Direction – Could you return every line of the listing below word for word, leaving the pictures out?

(Extracted listing)
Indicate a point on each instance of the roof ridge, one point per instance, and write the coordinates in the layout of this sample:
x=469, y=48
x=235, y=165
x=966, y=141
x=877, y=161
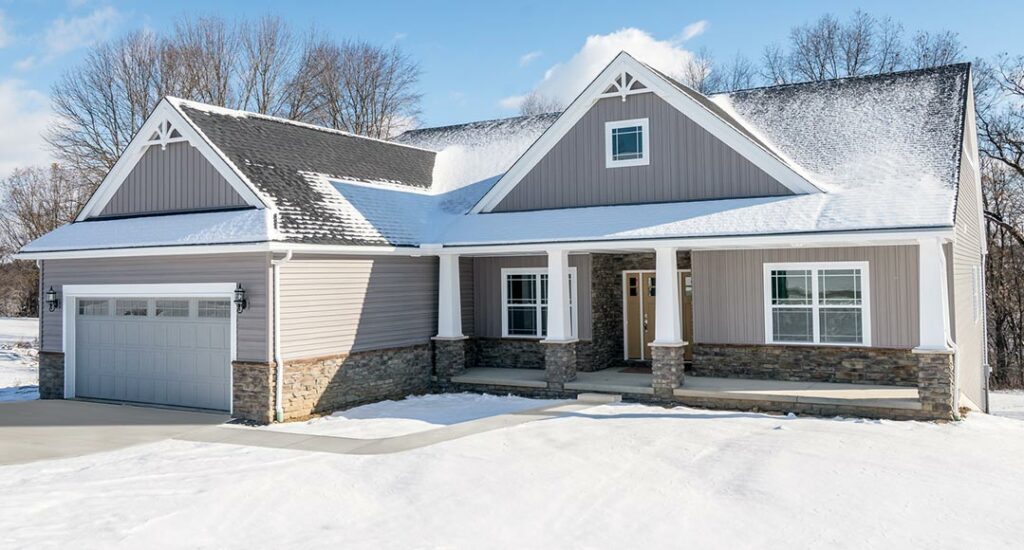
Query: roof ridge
x=903, y=73
x=218, y=110
x=485, y=121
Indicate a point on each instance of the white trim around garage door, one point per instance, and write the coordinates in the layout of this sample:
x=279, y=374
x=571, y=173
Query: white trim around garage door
x=202, y=290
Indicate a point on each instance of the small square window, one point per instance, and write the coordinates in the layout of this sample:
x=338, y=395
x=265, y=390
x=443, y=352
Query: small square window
x=214, y=308
x=627, y=143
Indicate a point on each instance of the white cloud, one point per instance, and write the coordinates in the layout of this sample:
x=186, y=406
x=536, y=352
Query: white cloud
x=564, y=81
x=25, y=114
x=527, y=58
x=67, y=35
x=693, y=30
x=4, y=33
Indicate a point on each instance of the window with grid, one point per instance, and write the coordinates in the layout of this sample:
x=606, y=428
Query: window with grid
x=131, y=307
x=627, y=142
x=824, y=304
x=171, y=308
x=525, y=303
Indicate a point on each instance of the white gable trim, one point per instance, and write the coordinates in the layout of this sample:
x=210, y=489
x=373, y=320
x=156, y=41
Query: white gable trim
x=624, y=62
x=165, y=119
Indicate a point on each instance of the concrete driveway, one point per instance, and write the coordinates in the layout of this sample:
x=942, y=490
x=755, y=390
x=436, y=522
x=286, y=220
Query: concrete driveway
x=48, y=429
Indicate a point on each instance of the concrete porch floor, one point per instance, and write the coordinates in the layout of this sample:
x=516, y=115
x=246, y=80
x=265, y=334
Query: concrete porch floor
x=614, y=381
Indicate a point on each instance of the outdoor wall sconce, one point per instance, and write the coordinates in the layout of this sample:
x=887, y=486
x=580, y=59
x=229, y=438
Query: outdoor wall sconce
x=51, y=299
x=240, y=298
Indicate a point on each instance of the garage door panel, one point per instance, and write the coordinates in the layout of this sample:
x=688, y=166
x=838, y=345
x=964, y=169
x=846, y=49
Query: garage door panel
x=169, y=360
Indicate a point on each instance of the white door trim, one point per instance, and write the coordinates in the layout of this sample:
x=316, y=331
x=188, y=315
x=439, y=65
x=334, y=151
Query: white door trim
x=71, y=294
x=626, y=318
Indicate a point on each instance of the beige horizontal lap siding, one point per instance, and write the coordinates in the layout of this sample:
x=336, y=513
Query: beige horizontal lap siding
x=466, y=295
x=251, y=270
x=175, y=179
x=487, y=291
x=728, y=292
x=337, y=304
x=967, y=304
x=687, y=163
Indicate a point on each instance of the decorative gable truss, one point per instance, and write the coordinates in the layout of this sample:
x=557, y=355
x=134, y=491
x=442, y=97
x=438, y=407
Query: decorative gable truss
x=165, y=126
x=626, y=76
x=625, y=85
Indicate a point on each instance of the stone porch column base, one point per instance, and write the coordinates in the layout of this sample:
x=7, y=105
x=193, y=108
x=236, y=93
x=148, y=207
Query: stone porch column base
x=252, y=390
x=450, y=357
x=667, y=363
x=559, y=363
x=936, y=384
x=50, y=375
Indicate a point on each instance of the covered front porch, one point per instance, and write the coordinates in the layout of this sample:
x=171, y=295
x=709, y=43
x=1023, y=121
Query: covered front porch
x=584, y=343
x=777, y=395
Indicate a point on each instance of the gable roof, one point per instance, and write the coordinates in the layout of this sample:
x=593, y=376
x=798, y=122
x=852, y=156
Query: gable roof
x=726, y=128
x=281, y=159
x=886, y=150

Finished answer –
Indicate a point on each instance of the roof ridge, one point per instance, and write the coordinates in the layout of this sample:
x=469, y=48
x=235, y=165
x=966, y=141
x=877, y=161
Query: roof ridge
x=903, y=73
x=218, y=110
x=485, y=121
Indicate a point on each instance of the white trim around garage door, one point per instance, and write the coordinates in the layout of this sample:
x=279, y=374
x=571, y=173
Query: white trim around garage door
x=202, y=290
Indicate a point on each instance of the small square window, one point per instance, and write the coordinates in the layout of this sample:
x=338, y=395
x=265, y=390
x=443, y=352
Query: small square window
x=214, y=308
x=627, y=143
Indicate a point on each instance of the white cloud, one point per instance, and write the coordinates in the layout of this sample:
x=186, y=406
x=536, y=352
Query: white cloud
x=564, y=81
x=25, y=114
x=527, y=58
x=67, y=35
x=693, y=30
x=4, y=33
Indicate a point on each instance of the window with grid, one point per instance, and write the coordinates in the layout of this sample:
x=606, y=428
Query: window with grid
x=131, y=307
x=627, y=142
x=824, y=304
x=171, y=308
x=525, y=303
Indicate a point on each instance of the white gable trim, one point per instance, and write the coordinates in the layout of this sample:
x=210, y=489
x=373, y=320
x=156, y=41
Query: white gable trim
x=624, y=62
x=165, y=119
Indicate a point on each instance of the concrete driveway, one point per instance, and write the coordinates in the layout of this sample:
x=942, y=490
x=755, y=390
x=436, y=522
x=286, y=220
Query: concrete driveway
x=48, y=429
Indicate a point on each instance of the concrete porch floor, one point per instance, and write the coordinates in the layout of this sample:
x=516, y=115
x=246, y=80
x=265, y=334
Query: concrete porch floor
x=614, y=381
Indicate a point on each instance of the outdoor wall sconce, one point per instance, and write the coordinates in the layout of this sample:
x=887, y=486
x=580, y=59
x=229, y=438
Query: outdoor wall sconce
x=51, y=299
x=240, y=298
Indicate a point on each instance of the garage door panel, one point per instance, and write the coordinates in the layout of this sample:
x=688, y=166
x=838, y=345
x=964, y=169
x=846, y=49
Query: garage door panel
x=169, y=360
Indicate a point on each instance of the white door trim, one point per instance, and write the coordinates in the layout of this sample:
x=316, y=331
x=188, y=315
x=439, y=65
x=334, y=151
Query: white door trim
x=71, y=294
x=626, y=318
Indicate a point on each instance of the beige horizontal lap siding, one point per instance, and write the coordinates in the layout of this sample:
x=336, y=513
Query: beige horizontal lap siding
x=466, y=295
x=251, y=270
x=175, y=179
x=487, y=291
x=728, y=292
x=337, y=304
x=967, y=304
x=687, y=163
Indicate a point on each instance of the decorative gable truss, one point per instance, and write the coordinates in the layout of this sample:
x=557, y=355
x=134, y=491
x=442, y=97
x=438, y=407
Query: decorative gable truss
x=165, y=126
x=626, y=76
x=625, y=85
Indicate a point on each instance of the stone porch column base, one point per instance, and write the coordinates in the layout of this sample:
x=7, y=105
x=193, y=108
x=236, y=93
x=148, y=207
Query: stone porch column base
x=252, y=390
x=450, y=357
x=667, y=363
x=559, y=363
x=936, y=384
x=50, y=375
Indicate a point on each instance of the covered front porch, one point per instance, and write the coordinates in the layout of this sample:
x=171, y=295
x=709, y=43
x=1023, y=121
Query: covered front porch
x=584, y=343
x=777, y=395
Indicate a point on each instance of the gable roof, one point per instance, and write the coordinates in the layout of this sample:
x=593, y=376
x=798, y=122
x=852, y=156
Query: gable roof
x=726, y=128
x=281, y=159
x=886, y=150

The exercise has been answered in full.